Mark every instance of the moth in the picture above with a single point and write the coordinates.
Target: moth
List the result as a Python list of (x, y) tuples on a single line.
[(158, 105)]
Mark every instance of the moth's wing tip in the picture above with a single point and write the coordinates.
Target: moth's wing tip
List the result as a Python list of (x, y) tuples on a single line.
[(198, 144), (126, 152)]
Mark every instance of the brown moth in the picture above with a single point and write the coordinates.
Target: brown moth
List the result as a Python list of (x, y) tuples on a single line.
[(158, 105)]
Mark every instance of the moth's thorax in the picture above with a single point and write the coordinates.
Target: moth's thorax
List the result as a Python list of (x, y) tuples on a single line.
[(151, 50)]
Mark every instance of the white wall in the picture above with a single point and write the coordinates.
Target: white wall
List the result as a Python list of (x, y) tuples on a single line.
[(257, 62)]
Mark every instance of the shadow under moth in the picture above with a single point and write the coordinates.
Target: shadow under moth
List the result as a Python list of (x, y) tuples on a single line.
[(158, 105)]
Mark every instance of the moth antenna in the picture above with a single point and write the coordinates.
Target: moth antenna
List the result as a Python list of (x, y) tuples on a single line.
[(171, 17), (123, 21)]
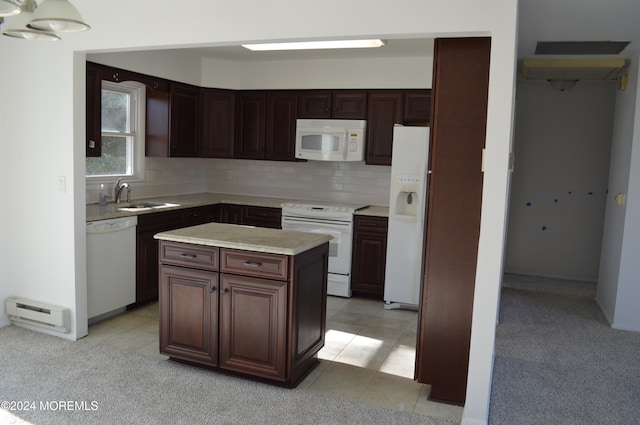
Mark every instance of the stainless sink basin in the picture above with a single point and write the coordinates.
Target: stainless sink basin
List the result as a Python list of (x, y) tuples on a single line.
[(139, 206)]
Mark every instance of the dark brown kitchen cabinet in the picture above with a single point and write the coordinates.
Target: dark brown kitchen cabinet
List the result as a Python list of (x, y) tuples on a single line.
[(157, 123), (460, 94), (384, 110), (417, 107), (254, 314), (218, 112), (253, 325), (184, 120), (315, 104), (282, 110), (339, 104), (147, 251), (262, 217), (349, 104), (94, 110), (232, 214), (249, 215), (189, 328), (147, 246), (251, 124), (369, 256)]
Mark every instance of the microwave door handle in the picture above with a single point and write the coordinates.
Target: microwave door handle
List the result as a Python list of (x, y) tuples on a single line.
[(345, 145)]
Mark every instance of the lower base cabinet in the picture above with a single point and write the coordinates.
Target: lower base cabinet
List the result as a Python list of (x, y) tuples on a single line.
[(369, 256), (247, 313), (189, 327), (253, 326)]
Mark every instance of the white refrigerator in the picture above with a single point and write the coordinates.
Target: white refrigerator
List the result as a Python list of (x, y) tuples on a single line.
[(406, 217)]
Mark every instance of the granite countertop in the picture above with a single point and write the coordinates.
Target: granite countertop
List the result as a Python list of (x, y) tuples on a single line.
[(374, 210), (95, 212), (258, 239)]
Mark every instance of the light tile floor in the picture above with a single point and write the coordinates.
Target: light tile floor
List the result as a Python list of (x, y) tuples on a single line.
[(369, 353)]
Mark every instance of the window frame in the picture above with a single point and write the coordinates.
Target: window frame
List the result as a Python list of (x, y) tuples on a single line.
[(137, 117)]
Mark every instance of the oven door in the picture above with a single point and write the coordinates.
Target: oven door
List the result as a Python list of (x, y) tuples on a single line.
[(339, 245)]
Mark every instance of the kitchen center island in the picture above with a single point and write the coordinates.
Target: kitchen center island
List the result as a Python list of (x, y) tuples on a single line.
[(244, 300)]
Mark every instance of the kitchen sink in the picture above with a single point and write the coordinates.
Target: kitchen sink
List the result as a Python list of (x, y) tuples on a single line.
[(139, 206)]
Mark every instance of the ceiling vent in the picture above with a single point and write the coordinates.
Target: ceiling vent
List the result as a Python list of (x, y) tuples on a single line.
[(571, 68), (580, 47)]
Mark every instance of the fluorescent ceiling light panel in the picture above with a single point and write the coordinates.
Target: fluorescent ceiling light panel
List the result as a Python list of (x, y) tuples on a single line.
[(307, 45)]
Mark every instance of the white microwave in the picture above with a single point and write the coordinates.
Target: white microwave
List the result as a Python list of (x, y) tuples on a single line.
[(330, 140)]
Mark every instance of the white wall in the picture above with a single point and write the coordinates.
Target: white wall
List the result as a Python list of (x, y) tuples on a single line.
[(562, 146), (618, 288), (172, 64), (55, 146), (5, 284), (334, 73)]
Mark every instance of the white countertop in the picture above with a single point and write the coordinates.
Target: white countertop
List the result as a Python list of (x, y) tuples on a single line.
[(248, 238), (95, 212)]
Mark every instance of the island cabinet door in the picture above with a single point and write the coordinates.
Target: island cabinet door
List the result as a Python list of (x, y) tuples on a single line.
[(253, 326), (189, 314)]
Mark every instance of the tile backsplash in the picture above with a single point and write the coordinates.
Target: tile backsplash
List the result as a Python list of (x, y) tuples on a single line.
[(312, 180), (322, 181)]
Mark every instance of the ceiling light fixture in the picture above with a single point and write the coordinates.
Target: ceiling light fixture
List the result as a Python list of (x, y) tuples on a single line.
[(308, 45), (41, 22), (9, 8)]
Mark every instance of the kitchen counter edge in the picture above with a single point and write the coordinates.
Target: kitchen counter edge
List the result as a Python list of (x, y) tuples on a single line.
[(248, 238), (96, 212)]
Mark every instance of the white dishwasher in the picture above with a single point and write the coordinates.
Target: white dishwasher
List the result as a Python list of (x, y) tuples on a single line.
[(111, 266)]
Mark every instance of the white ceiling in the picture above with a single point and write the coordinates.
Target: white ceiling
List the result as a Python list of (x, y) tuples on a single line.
[(540, 20), (392, 48)]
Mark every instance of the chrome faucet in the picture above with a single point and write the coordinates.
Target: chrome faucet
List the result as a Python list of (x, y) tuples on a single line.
[(117, 191)]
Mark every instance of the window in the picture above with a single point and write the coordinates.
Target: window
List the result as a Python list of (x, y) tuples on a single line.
[(122, 124)]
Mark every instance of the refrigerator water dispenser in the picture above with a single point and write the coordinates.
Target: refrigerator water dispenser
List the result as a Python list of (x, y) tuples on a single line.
[(406, 203)]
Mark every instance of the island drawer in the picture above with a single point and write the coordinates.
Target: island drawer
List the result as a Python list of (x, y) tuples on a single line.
[(249, 263), (188, 255)]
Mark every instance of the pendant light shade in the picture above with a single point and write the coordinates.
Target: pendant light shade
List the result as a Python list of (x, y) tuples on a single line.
[(9, 8), (58, 16), (16, 26)]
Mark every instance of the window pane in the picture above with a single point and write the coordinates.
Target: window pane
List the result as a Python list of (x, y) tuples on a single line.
[(113, 160), (115, 111)]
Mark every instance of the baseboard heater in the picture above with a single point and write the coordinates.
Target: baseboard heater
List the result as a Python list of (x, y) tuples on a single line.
[(38, 314)]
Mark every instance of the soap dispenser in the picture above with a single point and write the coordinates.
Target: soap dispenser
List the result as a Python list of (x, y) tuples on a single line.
[(102, 198)]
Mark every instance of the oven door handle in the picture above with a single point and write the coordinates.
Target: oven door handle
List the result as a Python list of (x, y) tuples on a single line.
[(336, 225)]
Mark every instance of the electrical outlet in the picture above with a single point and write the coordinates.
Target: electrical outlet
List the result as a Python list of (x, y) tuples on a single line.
[(61, 184)]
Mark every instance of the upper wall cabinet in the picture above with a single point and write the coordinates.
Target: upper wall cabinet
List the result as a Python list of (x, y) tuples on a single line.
[(184, 120), (282, 110), (387, 108), (218, 113), (94, 107), (173, 121), (250, 124), (417, 107), (341, 104)]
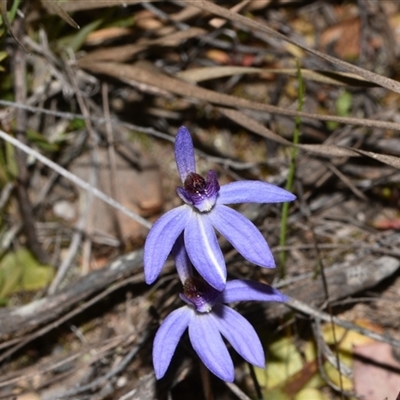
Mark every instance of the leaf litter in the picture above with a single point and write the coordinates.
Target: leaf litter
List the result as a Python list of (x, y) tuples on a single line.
[(229, 74)]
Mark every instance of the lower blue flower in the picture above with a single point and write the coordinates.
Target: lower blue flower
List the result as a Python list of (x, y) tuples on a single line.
::::
### What to work on
Take the listing and print it again exactly, but without any pictures.

### Output
Mark every instance of the moth in the picture above with a single point and write the coordinates.
Target: moth
List the result as a Python list of (x, y) tuples on a single line.
[(158, 105)]
Mark every instance of the moth's wing tip in the picture above with a single point and write the coordinates.
Target: moth's wing tip
List the result as a Python list of (x, y) tuples on a single line.
[(198, 144), (126, 152)]
Mark every instance of the brown moth in the picture above with a single point and write the coordinates.
Target: brown moth
List the result as a Python list of (x, y) tuples on a single line.
[(158, 105)]
Mark every instance of the moth's thorax in the picture above with a single point and write the coordinates.
Target: moth's thorax
List the result as a Python list of (x, y) tuples on a single line.
[(151, 50)]
Mark every instance of the white wall in the picture above with a single point and write the coordinates.
Target: white wall
List the result as a Python list of (x, y) tuples on a single line.
[(257, 62)]
Mark every instance of the shadow under moth in the picture above with a single point and write the coordinates.
Target: shadow under moth
List the result as a Python list of (x, y) tuples on a single line.
[(158, 105)]
Mark every instance of the moth antenna in the picture above with a single point and write the coordinates.
Target: moth antenna
List the result as a Python list of (x, y) tuples on a single line.
[(171, 17), (123, 21)]
Mark every instance of the stainless sink basin in the picture above with a single point and write the coordinates.
Target: stainless sink basin
List the result as a Python list of (x, y) tuples on a single line.
[(139, 206)]
Mark every instance of the dark brown kitchen cabinet in the picture above with a single point and write the coordinates.
Target: dark brown kitchen cabinet
List the result as a Python list of (x, y) tuples on a single line.
[(157, 123), (460, 94), (384, 110), (417, 107), (254, 314), (218, 112), (253, 325), (184, 120), (315, 104), (282, 110), (339, 104), (147, 251), (262, 217), (349, 104), (94, 110), (232, 214), (249, 215), (189, 328), (147, 246), (251, 124), (369, 256)]
Mark every instance of the microwave door handle in the picture above with a single point and write the coordinates.
Target: microwave door handle
List the result as a Python list of (x, y) tuples on a single line.
[(345, 145)]
Mark every instance of the lower base cabinet in the picture above with a single point and write the coordinates.
Target: lower base cabinet
List the result as a Python list of (x, y) tuples on a single line.
[(369, 256), (247, 313), (189, 327), (253, 326)]
Mark every instance of the white refrigerator in the picture above with a single point and write the coordinates.
Target: white refrigerator
List the result as a Python list of (x, y) tuples on a single line.
[(406, 217)]
Mark every instance of the granite countertop in the picture above with a single point and write the coordinates.
Target: granite countertop
List the result as a Python list of (x, y) tuples on a single line.
[(374, 210), (95, 212), (258, 239)]
Mark every instance of the light tile floor in the picture above with a single point and write the coordinates.
Target: light tile floor
List the result as a Python list of (x, y) tuples on a single line.
[(369, 353)]
Mark every instance of the window frame in the picture above with a single point and write the coordinates.
Target: window frame
List the result as a Python list of (x, y) tuples on a single line.
[(137, 117)]
Mark every instance of the oven door in the picture above with a single point and write the coordinates.
Target: oven door
List the result as a Python list of (x, y) tuples on a single line.
[(339, 245)]
Mark every instance of the kitchen center island in the picture above with a single point and write the coordinates.
Target: kitchen center island
List the result as a Python list of (x, y) tuples on a single line.
[(244, 300)]
Mark every instance of the kitchen sink in the picture above with a single point and write the coordinates.
Target: kitchen sink
List the result as a Python list of (x, y) tuples on a single line.
[(139, 206)]
Mark every instance of the ceiling vent in the picture above with a single point and write the coordinates.
Target: ceiling vent
List the result as a Python list of (x, y) tuples on a single line.
[(571, 68), (580, 47)]
Mark every instance of the fluorescent ceiling light panel in the picture above with a single point and write the coordinates.
Target: fluorescent ceiling light panel
List the result as a Python list of (x, y) tuples on a single line.
[(307, 45)]
Mark every instance of the white microwave in the picture above with a single point and write the coordinates.
Target: white microwave
List the result as a Python list of (x, y) tuples on a single line.
[(330, 140)]
Mark every instance of the white wall in the picture above with a single point and write the coordinates.
Target: white wall
List the result as a Python list of (x, y) tuples on a single line.
[(562, 146), (618, 288), (172, 64), (55, 146), (5, 284), (334, 73)]
Mark every instance of the white countertop in the picture above with a single point and write the coordinates.
Target: white countertop
List the result as a Python list of (x, y) tuples on a single line.
[(248, 238), (95, 212)]
Mark every instance of the island cabinet door in the picture above with a single point and write the coordinates.
Target: island cabinet door
List the result as a Python list of (x, y) tuples on a single line.
[(253, 326), (189, 314)]
Mark every instance of the tile backsplash in the picture above with a single point and write the coordinates.
Target: tile backsplash
List the result as a Python list of (x, y) tuples on a single line.
[(312, 180), (322, 181)]
Mark every instance of the ceiling light fixture in the picture above with a single point and write the coordinates.
Target: ceiling light fixture
List the result as a Python list of (x, y) tuples on a single line.
[(308, 45), (41, 22), (9, 8)]
Mark every instance of the kitchen counter edge in the picture above with a single point and write the coordinates.
Target: kitchen counter edge
List the result as a Python list of (x, y) tuples on a single line.
[(248, 238), (96, 212)]
Mark every instance of the white dishwasher in the picture above with a single point and write the coordinates.
Target: white dishwasher
List the result as a Python list of (x, y) tuples on a single line.
[(111, 266)]
Mark every instance of the white ceiling in the picture above with a single point and write the coordinates.
Target: white ceiling
List the result as a Python list of (x, y) tuples on a single line.
[(540, 20), (392, 48)]
Mark every instance of the chrome faucet in the picture above with a single point and write the coordinates.
Target: chrome faucet
List the result as a Python list of (x, y) tuples on a single line.
[(117, 191)]
Mark every instance of the window in the picture above with a single point and write the coordinates.
Target: window
List the result as a Python list of (x, y) tuples on a single line.
[(122, 124)]
Mark every instance of the refrigerator water dispenser in the picture above with a single point and write the coordinates.
Target: refrigerator water dispenser
List the result as a Python list of (x, y) tuples on a single line.
[(406, 203)]
Mark every instance of the island drawer in the picture above with a single point and write the coordinates.
Target: island drawer
List the result as a Python list of (x, y) tuples on a single line.
[(249, 263), (188, 255)]
Mark every instance of the pendant light shade in the picture above with a single point and write the coordinates.
Target: pendant light shade
List the result as a Python list of (x, y) tuples on a single line.
[(9, 8), (58, 16), (16, 26)]
Mark every instance of the window pane in the picture above with a single point and write the coordinates.
Target: window pane
List the result as a Python list of (x, y) tuples on a single line.
[(113, 160), (115, 111)]
Mark every instance of the baseboard heater in the picture above with a single point and write the coordinates.
Target: baseboard heater
List the result as a Python list of (x, y) tuples on a single line.
[(38, 314)]
Mark every instance of the soap dispenser in the picture above with a single point and write the coordinates.
Target: soap dispenser
List the result as a Python list of (x, y) tuples on a single line.
[(102, 198)]
Mark every instance of the oven door handle in the picture above with a single point and write the coordinates.
Target: oven door handle
List the result as a Python list of (x, y) tuples on a single line.
[(336, 225)]
Mark every instance of the electrical outlet in the picture above with a single point and write the coordinates.
Target: electrical outlet
List the result as a Python list of (x, y) tuples on a single line.
[(61, 184)]
Mark every instance of the upper wall cabinet in the picture above with a single point and write the coordinates.
Target: upper wall cabinet
List the result as a Python list of (x, y) tuples on a single line.
[(184, 120), (282, 110), (387, 108), (218, 113), (94, 107), (173, 121), (250, 124), (417, 107), (341, 104)]
Mark every instance of the leaf litter in the picture above with a single point and write the coordinates.
Target: leaf litter
List the result as a Python list of (x, y) tuples on a single line.
[(229, 74)]
Mark every instance of the lower blue flower in the picture above with a single point and write the coordinates.
Target: lower blue flower
List the result as a Python list of (x, y) tuples on a single line.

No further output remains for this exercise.